- TO DO: Each line below that contains the word "Query" must be copied.

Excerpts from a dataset
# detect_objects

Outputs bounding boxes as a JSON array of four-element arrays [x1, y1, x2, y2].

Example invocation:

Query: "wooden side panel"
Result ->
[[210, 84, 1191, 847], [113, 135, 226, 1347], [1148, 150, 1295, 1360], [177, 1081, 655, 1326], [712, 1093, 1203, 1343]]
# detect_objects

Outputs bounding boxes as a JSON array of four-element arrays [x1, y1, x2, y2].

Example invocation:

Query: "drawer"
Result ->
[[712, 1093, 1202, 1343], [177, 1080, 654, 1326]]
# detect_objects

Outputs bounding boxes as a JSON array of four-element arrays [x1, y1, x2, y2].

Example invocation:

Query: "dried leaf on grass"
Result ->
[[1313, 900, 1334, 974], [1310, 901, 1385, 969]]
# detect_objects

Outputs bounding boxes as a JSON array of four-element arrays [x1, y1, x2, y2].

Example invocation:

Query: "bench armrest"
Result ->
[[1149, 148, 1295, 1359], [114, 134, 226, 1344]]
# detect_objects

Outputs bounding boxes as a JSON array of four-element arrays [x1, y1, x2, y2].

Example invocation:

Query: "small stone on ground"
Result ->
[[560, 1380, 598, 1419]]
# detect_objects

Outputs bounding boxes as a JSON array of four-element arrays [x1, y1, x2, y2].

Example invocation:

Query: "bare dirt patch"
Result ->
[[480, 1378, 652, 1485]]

- WRITTEN SOLUTION:
Query: "wooden side panel"
Query: "drawer"
Query: "dried leaf on grass"
Query: "bench armrest"
Query: "small stone on ground"
Query: "bare dirt patch"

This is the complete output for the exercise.